C’était « un business » ose un des six prévenus à la barre. « J’étais à mon compte » se défend un autre. Dans leur vocabulaire, le trafic d’êtres humains orchestré par ces passeurs n’était qu’une simple entreprise dans laquelle les êtres humains exploités étaient qualifiés de « colis ». Devant leurs juges, aucun ne semble prendre la mesure de l’horreur qu’ils ont infligée pour s’enrichir.

Ce réseau démantelé en 2017 fonctionnait en binôme avec un réseau anjouanais. Seuls les protagonistes installés à Mayotte ont été interpellés. L’un d’eux, relâché sous contrôle judiciaire pendant l’enquête, est en fuite.

Le fonctionnement était bien rodé. Comme pour d’autres réseaux, les passagers payaient cher leur traversée à Anjouan. A l’approche des côtes mahoraises, un mineur prenait la barre du kwassa pour éviter une lourde condamnation au vrai passeur en cas d’interception. Puis la barque beachait sur l’îlot M’Tsamboro où les passagers étaient débarqués jusqu’à leur prise en charge par la filière française. Du moins quand l’embarcation arrivait à destination. Au moins une barque a chaviré pendant la traversée, coûtant la vie à trois passagers dont deux enfants. Trois autres sont toujours portés disparus.

Après la traversée, le piège

Les passagers étaient récupérés sur l’îlot Mtsamboro puis séquestrés

Mais après l’enfer d’une traversée sur des barques bondées et sans aucun matériel de sécurité, les passagers venus chercher « une vie meilleure » passaient de Charybde en Scylla. Car les membres du réseau côté français ne se contentaient pas de les acheminer en Grande Terre. Une fois récupérés sur l’îlot M’Tsamboro et débarqués à Handréma, ils étaient pris en otage par les passeurs, qui orchestraient alors un juteux chantage. Pendant plusieurs jours, ils étaient séquestrés, jusqu’à ce que leurs familles payent une rançon qui s’élevait à plusieurs centaines d’euros. Un « surcoût » qui n’était bien sur pas mentionné lors du départ.

• CONSIGNES:
1. En quelle année le réseau évoqué dans le texte à analyser a-t-il été démantelé ?
2. Indiquez si chacune de ces affirmations est conforme au texte à analyser, en citant les mots du texte qui le justifient.
(a) Tous les membres du réseau, à Mayotte comme à Anjouan, ont été interpellés.
(b) À l’approche des côtes mahoraises, un mineur prenait la barre du kwassa.
(c) Le chavirement d’une barque a coûté la vie à trois passagers, dont deux enfants.
3. Rédigez la suite du texte à analyser sur le procès des passeurs de Mayotte, à partir de sa dernière phrase.
La liste qui suit n’a aucun lien avec le texte à analyser.

• DONNÉES FOURNIES:
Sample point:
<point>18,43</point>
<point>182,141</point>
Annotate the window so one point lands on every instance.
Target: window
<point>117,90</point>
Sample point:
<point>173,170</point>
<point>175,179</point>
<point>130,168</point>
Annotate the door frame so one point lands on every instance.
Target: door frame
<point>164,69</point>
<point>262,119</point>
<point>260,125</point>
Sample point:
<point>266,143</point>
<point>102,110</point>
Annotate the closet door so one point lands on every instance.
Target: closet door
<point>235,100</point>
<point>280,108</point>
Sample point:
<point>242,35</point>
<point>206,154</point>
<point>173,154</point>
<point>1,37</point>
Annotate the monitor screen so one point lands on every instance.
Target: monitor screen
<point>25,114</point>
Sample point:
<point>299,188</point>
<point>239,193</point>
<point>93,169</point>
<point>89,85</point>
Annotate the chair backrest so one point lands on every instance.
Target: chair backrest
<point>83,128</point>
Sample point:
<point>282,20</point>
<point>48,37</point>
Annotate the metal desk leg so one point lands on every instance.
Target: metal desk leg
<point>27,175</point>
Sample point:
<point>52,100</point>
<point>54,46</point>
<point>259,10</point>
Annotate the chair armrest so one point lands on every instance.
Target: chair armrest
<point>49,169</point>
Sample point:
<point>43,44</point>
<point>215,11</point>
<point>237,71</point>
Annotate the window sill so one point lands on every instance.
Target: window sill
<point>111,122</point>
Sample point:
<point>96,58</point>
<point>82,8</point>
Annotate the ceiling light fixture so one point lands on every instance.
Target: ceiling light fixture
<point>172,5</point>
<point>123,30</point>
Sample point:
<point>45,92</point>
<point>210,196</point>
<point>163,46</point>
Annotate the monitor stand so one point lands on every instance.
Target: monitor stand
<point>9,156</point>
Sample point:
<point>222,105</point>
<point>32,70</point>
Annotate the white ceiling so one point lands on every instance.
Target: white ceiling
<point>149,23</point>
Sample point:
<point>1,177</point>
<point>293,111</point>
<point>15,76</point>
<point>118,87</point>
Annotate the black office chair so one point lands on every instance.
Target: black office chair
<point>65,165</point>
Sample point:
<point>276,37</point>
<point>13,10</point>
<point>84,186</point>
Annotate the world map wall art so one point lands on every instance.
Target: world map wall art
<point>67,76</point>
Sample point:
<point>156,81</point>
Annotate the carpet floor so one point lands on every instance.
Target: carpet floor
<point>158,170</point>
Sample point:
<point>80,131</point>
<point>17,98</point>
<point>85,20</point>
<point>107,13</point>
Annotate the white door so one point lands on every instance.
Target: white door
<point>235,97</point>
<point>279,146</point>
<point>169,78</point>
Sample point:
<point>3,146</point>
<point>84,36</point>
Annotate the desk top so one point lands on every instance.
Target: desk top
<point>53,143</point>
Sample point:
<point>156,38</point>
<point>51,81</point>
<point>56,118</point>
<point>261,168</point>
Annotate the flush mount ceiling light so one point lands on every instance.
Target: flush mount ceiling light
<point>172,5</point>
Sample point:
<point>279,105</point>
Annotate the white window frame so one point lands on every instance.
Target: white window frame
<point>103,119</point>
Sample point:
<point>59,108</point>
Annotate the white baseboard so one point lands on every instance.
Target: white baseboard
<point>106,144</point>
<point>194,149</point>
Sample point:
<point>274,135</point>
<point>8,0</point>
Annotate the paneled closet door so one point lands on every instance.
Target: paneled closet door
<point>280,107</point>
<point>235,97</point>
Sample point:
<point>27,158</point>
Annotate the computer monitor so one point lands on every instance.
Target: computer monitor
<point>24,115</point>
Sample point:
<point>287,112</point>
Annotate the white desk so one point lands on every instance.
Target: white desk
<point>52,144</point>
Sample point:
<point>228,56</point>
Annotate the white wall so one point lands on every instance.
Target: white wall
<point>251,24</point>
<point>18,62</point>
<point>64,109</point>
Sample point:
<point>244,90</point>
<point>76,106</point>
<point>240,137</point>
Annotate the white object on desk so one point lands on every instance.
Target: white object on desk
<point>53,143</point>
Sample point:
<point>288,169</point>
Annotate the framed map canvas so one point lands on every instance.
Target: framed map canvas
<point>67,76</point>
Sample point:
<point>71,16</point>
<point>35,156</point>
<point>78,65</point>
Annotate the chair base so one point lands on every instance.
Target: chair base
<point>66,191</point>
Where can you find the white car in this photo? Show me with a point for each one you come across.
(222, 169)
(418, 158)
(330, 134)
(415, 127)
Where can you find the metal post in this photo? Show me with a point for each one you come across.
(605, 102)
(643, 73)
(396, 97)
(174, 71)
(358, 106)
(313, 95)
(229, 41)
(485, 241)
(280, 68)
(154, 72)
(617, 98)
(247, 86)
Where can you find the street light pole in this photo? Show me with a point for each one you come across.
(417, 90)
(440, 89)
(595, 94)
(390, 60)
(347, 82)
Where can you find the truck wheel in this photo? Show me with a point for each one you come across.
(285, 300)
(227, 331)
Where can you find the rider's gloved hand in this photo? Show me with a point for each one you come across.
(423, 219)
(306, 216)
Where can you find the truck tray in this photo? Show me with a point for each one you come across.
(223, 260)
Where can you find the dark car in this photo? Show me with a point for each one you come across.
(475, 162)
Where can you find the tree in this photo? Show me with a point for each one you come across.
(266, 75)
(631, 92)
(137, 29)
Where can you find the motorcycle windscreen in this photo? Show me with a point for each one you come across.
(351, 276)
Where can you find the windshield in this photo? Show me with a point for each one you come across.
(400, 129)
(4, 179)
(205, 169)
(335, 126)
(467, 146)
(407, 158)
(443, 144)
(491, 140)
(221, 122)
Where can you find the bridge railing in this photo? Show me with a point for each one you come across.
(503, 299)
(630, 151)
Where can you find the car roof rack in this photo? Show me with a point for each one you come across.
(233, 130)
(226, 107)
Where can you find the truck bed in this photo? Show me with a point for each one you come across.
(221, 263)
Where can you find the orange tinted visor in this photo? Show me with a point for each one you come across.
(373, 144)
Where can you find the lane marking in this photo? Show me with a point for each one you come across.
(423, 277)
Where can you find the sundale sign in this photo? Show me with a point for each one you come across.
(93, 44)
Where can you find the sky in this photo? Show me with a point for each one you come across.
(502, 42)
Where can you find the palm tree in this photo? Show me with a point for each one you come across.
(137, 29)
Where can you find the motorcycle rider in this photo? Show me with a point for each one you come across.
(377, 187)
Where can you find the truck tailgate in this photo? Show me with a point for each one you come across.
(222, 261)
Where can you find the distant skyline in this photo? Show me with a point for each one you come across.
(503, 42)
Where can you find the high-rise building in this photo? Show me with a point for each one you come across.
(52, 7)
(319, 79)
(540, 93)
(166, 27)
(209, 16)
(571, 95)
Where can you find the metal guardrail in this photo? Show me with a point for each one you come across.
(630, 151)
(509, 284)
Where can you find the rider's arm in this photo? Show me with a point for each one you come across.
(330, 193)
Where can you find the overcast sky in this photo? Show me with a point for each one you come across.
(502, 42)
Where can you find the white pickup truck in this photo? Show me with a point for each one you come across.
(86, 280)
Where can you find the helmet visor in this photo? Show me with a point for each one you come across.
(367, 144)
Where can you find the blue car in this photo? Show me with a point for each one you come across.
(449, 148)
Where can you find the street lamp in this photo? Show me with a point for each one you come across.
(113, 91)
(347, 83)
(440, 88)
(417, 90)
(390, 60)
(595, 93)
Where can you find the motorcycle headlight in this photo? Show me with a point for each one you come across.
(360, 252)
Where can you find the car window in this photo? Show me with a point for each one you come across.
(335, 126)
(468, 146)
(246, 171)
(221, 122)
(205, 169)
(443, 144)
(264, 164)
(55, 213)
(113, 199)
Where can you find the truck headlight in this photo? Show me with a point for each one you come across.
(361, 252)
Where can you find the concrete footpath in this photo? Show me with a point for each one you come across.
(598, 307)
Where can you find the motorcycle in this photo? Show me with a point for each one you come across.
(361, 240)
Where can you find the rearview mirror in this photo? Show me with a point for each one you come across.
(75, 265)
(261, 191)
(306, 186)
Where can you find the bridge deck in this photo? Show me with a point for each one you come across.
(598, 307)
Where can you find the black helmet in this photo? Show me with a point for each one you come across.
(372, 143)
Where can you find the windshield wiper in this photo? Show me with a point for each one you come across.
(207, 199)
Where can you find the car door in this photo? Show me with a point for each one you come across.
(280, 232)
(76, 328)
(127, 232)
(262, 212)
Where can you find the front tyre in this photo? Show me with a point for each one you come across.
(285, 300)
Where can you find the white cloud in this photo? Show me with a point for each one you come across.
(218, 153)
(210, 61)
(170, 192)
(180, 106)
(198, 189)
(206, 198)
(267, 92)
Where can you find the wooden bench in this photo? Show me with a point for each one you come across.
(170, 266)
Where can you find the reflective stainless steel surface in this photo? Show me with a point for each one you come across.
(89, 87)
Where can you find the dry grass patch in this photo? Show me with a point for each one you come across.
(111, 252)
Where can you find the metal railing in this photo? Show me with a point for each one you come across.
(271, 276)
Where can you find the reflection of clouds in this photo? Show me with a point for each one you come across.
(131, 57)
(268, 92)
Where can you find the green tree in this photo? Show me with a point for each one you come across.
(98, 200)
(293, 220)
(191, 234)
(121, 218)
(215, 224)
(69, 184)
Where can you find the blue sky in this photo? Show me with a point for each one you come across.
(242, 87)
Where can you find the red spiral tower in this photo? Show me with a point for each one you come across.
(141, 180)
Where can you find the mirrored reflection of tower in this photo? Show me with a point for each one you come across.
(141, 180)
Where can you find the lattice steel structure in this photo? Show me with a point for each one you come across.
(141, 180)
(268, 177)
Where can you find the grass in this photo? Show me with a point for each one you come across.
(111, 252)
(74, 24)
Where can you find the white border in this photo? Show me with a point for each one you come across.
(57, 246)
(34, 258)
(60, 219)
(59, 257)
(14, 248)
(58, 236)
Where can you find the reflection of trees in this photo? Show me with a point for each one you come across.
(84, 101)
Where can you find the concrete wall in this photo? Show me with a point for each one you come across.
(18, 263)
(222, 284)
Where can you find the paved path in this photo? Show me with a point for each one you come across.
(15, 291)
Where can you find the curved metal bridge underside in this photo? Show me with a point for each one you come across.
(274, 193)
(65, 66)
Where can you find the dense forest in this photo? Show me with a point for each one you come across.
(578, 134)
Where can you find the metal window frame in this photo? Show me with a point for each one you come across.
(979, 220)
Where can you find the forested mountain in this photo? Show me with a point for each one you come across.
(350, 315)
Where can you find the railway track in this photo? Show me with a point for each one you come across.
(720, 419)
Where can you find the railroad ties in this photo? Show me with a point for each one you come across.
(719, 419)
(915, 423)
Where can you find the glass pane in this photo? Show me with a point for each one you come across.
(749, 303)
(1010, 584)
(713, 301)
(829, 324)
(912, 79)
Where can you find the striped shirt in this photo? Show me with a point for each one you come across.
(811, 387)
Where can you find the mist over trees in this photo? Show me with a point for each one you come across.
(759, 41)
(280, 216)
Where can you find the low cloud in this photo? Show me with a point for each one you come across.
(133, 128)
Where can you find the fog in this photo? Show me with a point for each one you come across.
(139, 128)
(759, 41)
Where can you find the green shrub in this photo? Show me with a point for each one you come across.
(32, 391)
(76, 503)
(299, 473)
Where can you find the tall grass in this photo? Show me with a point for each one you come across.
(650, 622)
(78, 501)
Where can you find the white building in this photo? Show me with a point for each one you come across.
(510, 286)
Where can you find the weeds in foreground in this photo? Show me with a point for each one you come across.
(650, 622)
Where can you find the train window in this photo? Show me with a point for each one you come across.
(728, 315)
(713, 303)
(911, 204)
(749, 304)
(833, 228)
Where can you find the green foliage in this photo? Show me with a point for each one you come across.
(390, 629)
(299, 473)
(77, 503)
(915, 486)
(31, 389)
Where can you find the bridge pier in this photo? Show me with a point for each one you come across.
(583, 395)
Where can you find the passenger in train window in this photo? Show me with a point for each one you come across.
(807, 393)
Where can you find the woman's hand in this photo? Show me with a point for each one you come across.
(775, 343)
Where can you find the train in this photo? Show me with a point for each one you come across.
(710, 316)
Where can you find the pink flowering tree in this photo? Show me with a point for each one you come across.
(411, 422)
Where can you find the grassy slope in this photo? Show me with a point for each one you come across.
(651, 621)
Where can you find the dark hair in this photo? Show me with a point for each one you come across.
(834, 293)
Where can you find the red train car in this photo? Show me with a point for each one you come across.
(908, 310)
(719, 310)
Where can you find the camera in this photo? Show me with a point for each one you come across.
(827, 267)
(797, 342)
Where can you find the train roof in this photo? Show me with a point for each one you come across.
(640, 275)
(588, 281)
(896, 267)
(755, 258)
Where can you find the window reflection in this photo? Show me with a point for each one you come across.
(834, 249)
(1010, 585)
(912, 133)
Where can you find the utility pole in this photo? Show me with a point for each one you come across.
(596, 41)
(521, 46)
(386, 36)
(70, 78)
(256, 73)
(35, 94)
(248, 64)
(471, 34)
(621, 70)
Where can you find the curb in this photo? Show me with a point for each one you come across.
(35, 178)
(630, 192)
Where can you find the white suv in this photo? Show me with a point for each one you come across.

• CORRIGÉS:
1. En 2017.

2.
(a) Non : « Seuls les protagonistes installés à Mayotte ont été interpellés. »
(b) Oui : « A l’approche des côtes mahoraises, un mineur prenait la barre du kwassa »
(c) Oui : « Au moins une barque a chaviré pendant la traversée, coûtant la vie à trois passagers dont deux enfants. »

3.
Si la méthode montre une fois de plus tout le cynisme des passeurs, elle était aussi extrêmement lucrative. L’un des protagonistes estimait à la barre toucher jusqu’à 8000€ par mois avec cette « activité ».

L’affaire juteuse aurait pu durer encore plus longtemps si une des victimes de ce chantage n’avait pas alerté les gendarmes, conduisant à l’arrestation d’un des geôliers. La saisie de son téléphone permettra courant 2017 d’identifier tous ses complices, et de les faire tomber.

« Cimetière marin »

Le substitut Ludovic Folliet réclamait une peine ferme et « plus que dissuasive »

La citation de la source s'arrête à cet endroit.